Instructions for the task ▸
The answer should consist of the records below, repeated exactly, and no pictures.

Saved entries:
****************

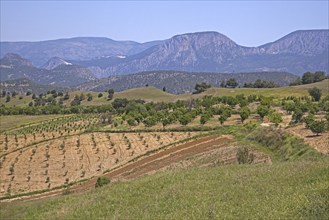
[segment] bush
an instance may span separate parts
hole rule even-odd
[[[285,135],[281,129],[268,127],[255,130],[248,136],[248,139],[274,150],[284,145]]]
[[[251,114],[250,109],[245,106],[240,109],[241,122],[243,123]]]
[[[261,117],[263,120],[266,115],[268,115],[270,112],[270,108],[266,105],[260,105],[257,107],[257,114]]]
[[[95,184],[95,188],[99,188],[102,187],[104,185],[107,185],[110,183],[110,179],[106,176],[100,176],[98,177],[96,184]]]
[[[273,112],[270,114],[269,119],[272,123],[275,124],[275,126],[278,126],[282,122],[282,116],[278,112]]]
[[[318,136],[320,133],[323,133],[325,131],[325,125],[326,124],[324,121],[313,121],[310,124],[309,128],[313,133]]]
[[[312,98],[314,99],[314,101],[320,101],[321,98],[321,90],[318,89],[317,87],[313,87],[312,89],[308,90],[308,93],[310,94],[310,96],[312,96]]]
[[[236,158],[239,164],[250,164],[254,160],[253,154],[249,154],[249,149],[247,147],[239,147],[236,152]]]
[[[308,116],[306,116],[303,120],[305,122],[305,127],[307,129],[311,128],[311,124],[314,122],[314,115],[313,114],[309,114]]]

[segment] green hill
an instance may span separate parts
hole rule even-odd
[[[154,87],[128,89],[114,94],[114,98],[143,99],[146,101],[162,101],[173,97],[175,97],[175,95],[163,92],[162,90]]]
[[[322,97],[329,95],[329,79],[323,80],[321,82],[300,85],[300,86],[286,86],[279,88],[210,88],[206,92],[201,94],[181,94],[174,95],[167,92],[163,92],[160,89],[154,87],[141,87],[128,89],[122,92],[116,92],[114,94],[115,98],[127,98],[127,99],[143,99],[145,101],[164,101],[164,102],[174,102],[179,99],[188,100],[191,98],[203,97],[205,95],[212,96],[236,96],[239,94],[244,94],[246,96],[255,94],[255,95],[264,95],[264,96],[274,96],[274,97],[285,97],[285,96],[307,96],[308,89],[312,87],[318,87],[322,91]],[[98,92],[86,92],[86,91],[74,91],[70,92],[70,98],[64,101],[64,105],[70,105],[70,102],[74,99],[75,95],[84,94],[85,96],[90,93],[93,96],[91,101],[84,99],[82,105],[104,105],[110,103],[107,100],[107,93],[102,92],[103,96],[98,97]],[[47,98],[51,95],[47,95]],[[21,99],[19,98],[21,97]],[[61,97],[57,97],[58,101]],[[17,95],[15,98],[11,98],[10,102],[6,102],[6,97],[0,98],[0,105],[4,104],[5,106],[26,106],[32,101],[31,95],[26,96],[25,94]]]
[[[318,87],[321,89],[323,96],[329,95],[329,79],[323,80],[321,82],[300,85],[300,86],[286,86],[279,88],[212,88],[205,92],[204,95],[214,95],[214,96],[230,96],[230,95],[264,95],[264,96],[275,96],[275,97],[285,97],[285,96],[305,96],[308,95],[308,89]]]
[[[287,72],[244,72],[244,73],[206,73],[183,71],[146,71],[128,75],[114,75],[95,81],[83,83],[77,88],[88,91],[105,91],[112,88],[115,91],[125,91],[131,88],[153,86],[158,89],[166,87],[172,94],[192,93],[196,83],[206,82],[214,87],[220,87],[222,81],[234,77],[239,85],[255,82],[257,79],[272,81],[280,86],[289,85],[297,76]]]

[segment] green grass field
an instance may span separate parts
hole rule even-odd
[[[322,91],[322,97],[329,95],[329,79],[322,82],[317,82],[313,84],[300,85],[300,86],[288,86],[280,88],[269,88],[269,89],[256,89],[256,88],[211,88],[201,94],[180,94],[173,95],[166,92],[163,92],[160,89],[154,87],[142,87],[135,89],[128,89],[122,92],[117,92],[114,94],[113,99],[115,98],[127,98],[127,99],[143,99],[145,101],[153,102],[174,102],[177,100],[187,100],[191,98],[199,98],[205,95],[212,96],[236,96],[239,94],[244,94],[246,96],[255,94],[255,95],[264,95],[264,96],[274,96],[274,97],[286,97],[286,96],[307,96],[308,89],[312,87],[318,87]],[[87,99],[81,102],[81,105],[104,105],[110,103],[107,100],[107,93],[103,92],[102,97],[98,97],[98,92],[81,92],[74,91],[70,93],[70,99],[64,101],[64,105],[70,105],[70,102],[74,99],[75,95],[80,95],[81,93],[87,95],[87,93],[92,94],[93,100],[87,101]],[[4,104],[5,106],[27,106],[29,102],[32,101],[31,96],[22,95],[22,99],[19,99],[19,96],[11,98],[10,102],[6,102],[6,98],[0,98],[0,105]],[[59,100],[59,98],[57,98]]]
[[[154,87],[143,87],[136,89],[128,89],[123,92],[114,94],[114,98],[127,98],[127,99],[144,99],[150,101],[164,101],[173,98],[175,95],[163,92]]]
[[[328,158],[170,171],[1,204],[1,219],[328,219]]]
[[[27,124],[39,123],[44,120],[63,117],[59,115],[8,115],[0,116],[0,131],[10,130]]]
[[[264,95],[264,96],[274,96],[274,97],[286,97],[286,96],[307,96],[308,89],[318,87],[322,91],[322,95],[329,95],[329,79],[324,80],[318,83],[312,83],[307,85],[300,86],[287,86],[287,87],[279,87],[279,88],[211,88],[206,92],[200,95],[213,95],[213,96],[235,96],[244,94],[248,95]]]

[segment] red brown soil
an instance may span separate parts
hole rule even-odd
[[[223,147],[232,141],[230,136],[208,136],[193,140],[181,145],[174,145],[166,150],[160,151],[150,156],[143,157],[135,162],[128,163],[123,165],[120,168],[117,168],[109,173],[106,176],[110,179],[134,179],[140,176],[143,176],[147,173],[160,170],[163,167],[166,167],[172,163],[178,162],[182,159],[185,159],[189,156],[207,152],[216,148]],[[82,192],[86,190],[93,189],[95,186],[97,178],[93,178],[87,182],[81,183],[81,185],[73,185],[70,188],[71,192]],[[20,197],[12,200],[34,200],[49,196],[61,195],[63,190],[50,191],[43,194],[36,194],[32,196]],[[6,201],[6,200],[4,200]]]
[[[196,134],[97,132],[47,140],[0,156],[0,195],[51,189],[101,176],[148,151]]]

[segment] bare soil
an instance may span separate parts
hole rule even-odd
[[[152,155],[145,155],[137,161],[129,162],[118,166],[113,171],[106,173],[112,181],[127,181],[138,178],[140,176],[153,174],[155,172],[171,169],[177,164],[188,163],[188,161],[206,160],[210,164],[214,165],[218,162],[220,164],[232,164],[237,163],[236,152],[237,147],[234,145],[234,140],[231,136],[207,136],[192,140],[179,145],[173,145],[167,149],[156,152]],[[270,158],[262,153],[253,152],[255,155],[255,163],[268,163],[271,162]],[[215,156],[215,160],[214,157]],[[217,157],[217,158],[216,158]],[[191,158],[194,158],[191,160]],[[207,159],[205,159],[207,158]],[[207,165],[207,163],[202,162]],[[82,192],[93,189],[97,178],[92,178],[87,182],[73,185],[69,190],[70,192]],[[62,190],[55,190],[46,192],[43,194],[21,197],[19,199],[31,200],[49,196],[61,195]],[[11,199],[7,201],[12,201]]]
[[[0,196],[100,176],[148,151],[197,133],[89,133],[45,141],[0,157]]]

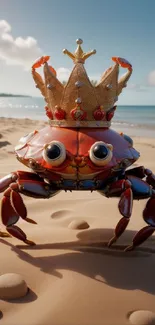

****************

Answer to this task ▸
[segment] bush
an instance may span separate parts
hole rule even-odd
[[[285,135],[281,129],[268,127],[255,130],[248,136],[248,139],[274,150],[284,145]]]
[[[251,114],[250,109],[245,106],[240,109],[241,122],[243,123]]]
[[[261,117],[263,120],[266,115],[268,115],[270,112],[270,108],[266,105],[260,105],[257,107],[257,114]]]
[[[95,184],[95,188],[99,188],[102,187],[104,185],[107,185],[110,183],[110,179],[106,176],[100,176],[98,177],[96,184]]]
[[[273,112],[270,114],[269,119],[272,123],[275,124],[275,126],[278,126],[282,122],[282,116],[278,112]]]
[[[318,136],[320,133],[323,133],[325,131],[325,125],[326,124],[324,121],[313,121],[310,124],[309,128],[313,133]]]
[[[312,98],[314,99],[314,101],[320,101],[321,98],[321,90],[318,89],[317,87],[313,87],[312,89],[308,90],[308,93],[310,94],[310,96],[312,96]]]
[[[236,158],[239,164],[250,164],[254,160],[253,154],[249,154],[249,149],[247,147],[239,147],[236,152]]]
[[[308,116],[306,116],[303,120],[305,122],[305,127],[307,129],[311,128],[311,124],[314,122],[314,115],[313,114],[309,114]]]

[segment] green hill
an instance may span separate parts
hole rule even-odd
[[[154,87],[128,89],[114,94],[114,98],[143,99],[146,101],[162,101],[173,97],[175,97],[175,95],[163,92],[162,90]]]
[[[322,97],[329,95],[329,79],[323,80],[321,82],[300,85],[300,86],[286,86],[279,88],[210,88],[206,92],[201,94],[181,94],[174,95],[167,92],[163,92],[160,89],[154,87],[141,87],[128,89],[122,92],[116,92],[114,94],[115,98],[127,98],[127,99],[143,99],[145,101],[164,101],[164,102],[174,102],[179,99],[188,100],[191,98],[203,97],[205,95],[212,96],[236,96],[239,94],[244,94],[246,96],[255,94],[255,95],[264,95],[264,96],[274,96],[274,97],[285,97],[285,96],[307,96],[308,89],[312,87],[318,87],[322,91]],[[98,92],[86,92],[86,91],[74,91],[70,92],[70,98],[64,101],[64,105],[70,105],[70,102],[74,99],[75,95],[84,94],[85,96],[90,93],[93,96],[91,101],[84,99],[82,105],[104,105],[110,103],[107,100],[107,93],[102,92],[103,96],[98,97]],[[47,98],[51,95],[47,95]],[[21,99],[19,98],[21,97]],[[61,97],[57,97],[58,101]],[[17,95],[15,98],[11,98],[10,102],[6,102],[6,97],[0,98],[0,105],[4,104],[5,106],[26,106],[32,101],[31,95],[26,96],[25,94]]]
[[[318,87],[321,89],[323,96],[329,95],[329,79],[323,80],[321,82],[300,85],[300,86],[286,86],[279,88],[212,88],[205,92],[204,95],[214,95],[214,96],[230,96],[230,95],[264,95],[264,96],[275,96],[275,97],[285,97],[285,96],[305,96],[308,95],[308,89]]]
[[[287,72],[244,72],[244,73],[206,73],[183,71],[146,71],[128,75],[114,75],[95,81],[83,83],[77,88],[88,91],[105,91],[112,88],[115,91],[125,91],[131,88],[153,86],[158,89],[166,87],[172,94],[192,93],[196,83],[206,82],[214,87],[220,87],[222,81],[234,77],[239,85],[255,82],[257,79],[272,81],[280,86],[289,85],[297,76]]]

[segment] green grass field
an instance may span separate parts
hole rule even-odd
[[[322,91],[322,97],[329,95],[329,79],[322,82],[317,82],[313,84],[300,85],[300,86],[288,86],[280,88],[269,88],[269,89],[256,89],[256,88],[211,88],[201,94],[180,94],[173,95],[166,92],[163,92],[160,89],[154,87],[142,87],[135,89],[128,89],[122,92],[117,92],[114,94],[113,99],[115,98],[127,98],[127,99],[143,99],[145,101],[153,102],[174,102],[177,100],[187,100],[191,98],[199,98],[205,95],[212,96],[236,96],[239,94],[244,94],[246,96],[255,94],[255,95],[264,95],[264,96],[274,96],[274,97],[286,97],[286,96],[307,96],[308,89],[312,87],[318,87]],[[87,99],[81,102],[81,105],[104,105],[110,103],[107,100],[107,93],[103,92],[102,97],[98,97],[98,92],[81,92],[74,91],[70,93],[70,99],[64,101],[64,105],[70,105],[70,102],[74,99],[75,95],[80,95],[81,93],[87,95],[87,93],[92,94],[93,100],[87,101]],[[4,104],[5,106],[27,106],[29,102],[32,101],[31,96],[22,95],[22,99],[19,99],[19,96],[11,98],[10,102],[6,102],[6,98],[0,98],[0,105]],[[59,100],[59,98],[57,98]]]
[[[154,87],[143,87],[136,89],[128,89],[123,92],[114,94],[114,98],[127,98],[127,99],[144,99],[150,101],[164,101],[173,98],[175,95],[163,92]]]
[[[328,158],[170,171],[1,204],[1,219],[328,219]]]
[[[27,124],[39,123],[44,120],[63,117],[59,115],[8,115],[0,116],[0,131],[10,130]]]
[[[264,95],[264,96],[274,96],[274,97],[286,97],[286,96],[307,96],[308,89],[318,87],[322,91],[322,95],[329,95],[329,79],[324,80],[318,83],[312,83],[307,85],[300,86],[287,86],[287,87],[279,87],[279,88],[211,88],[206,92],[200,95],[213,95],[213,96],[235,96],[244,94],[248,95]]]

[segment] red brown soil
an instance may span separate parts
hole rule even-odd
[[[223,147],[232,141],[230,136],[208,136],[193,140],[181,145],[174,145],[166,150],[160,151],[150,156],[143,157],[135,162],[128,163],[123,165],[120,168],[117,168],[109,173],[106,176],[110,179],[134,179],[140,176],[143,176],[147,173],[160,170],[163,167],[166,167],[172,163],[178,162],[182,159],[185,159],[189,156],[207,152],[216,148]],[[82,192],[86,190],[93,189],[95,186],[97,178],[93,178],[87,182],[81,183],[81,185],[73,185],[70,188],[71,192]],[[20,197],[12,200],[34,200],[49,196],[61,195],[63,190],[50,191],[43,194],[36,194],[32,196]],[[6,201],[6,200],[4,200]]]
[[[196,134],[97,132],[47,140],[0,156],[0,195],[51,189],[101,176],[148,151]]]

[segment] bare soil
an instance may span separate parts
hole rule even-odd
[[[152,155],[145,155],[137,161],[129,162],[118,166],[113,171],[106,173],[112,181],[127,181],[138,178],[140,176],[153,174],[155,172],[171,169],[177,164],[188,163],[188,161],[206,160],[210,164],[214,165],[218,162],[220,164],[232,164],[237,163],[236,152],[237,147],[234,145],[234,140],[231,136],[207,136],[192,140],[179,145],[173,145],[167,149],[156,152]],[[270,158],[262,153],[253,152],[255,155],[255,163],[268,163],[271,162]],[[215,156],[215,160],[214,157]],[[217,157],[217,158],[216,158]],[[191,158],[194,158],[191,160]],[[207,159],[205,159],[207,158]],[[207,165],[207,163],[202,162]],[[82,192],[93,189],[97,178],[92,178],[87,182],[73,185],[69,190],[70,192]],[[62,190],[55,190],[46,192],[43,194],[21,197],[19,199],[31,200],[49,196],[61,195]],[[11,199],[7,201],[12,201]]]
[[[0,196],[100,176],[148,151],[197,133],[89,133],[45,141],[0,157]]]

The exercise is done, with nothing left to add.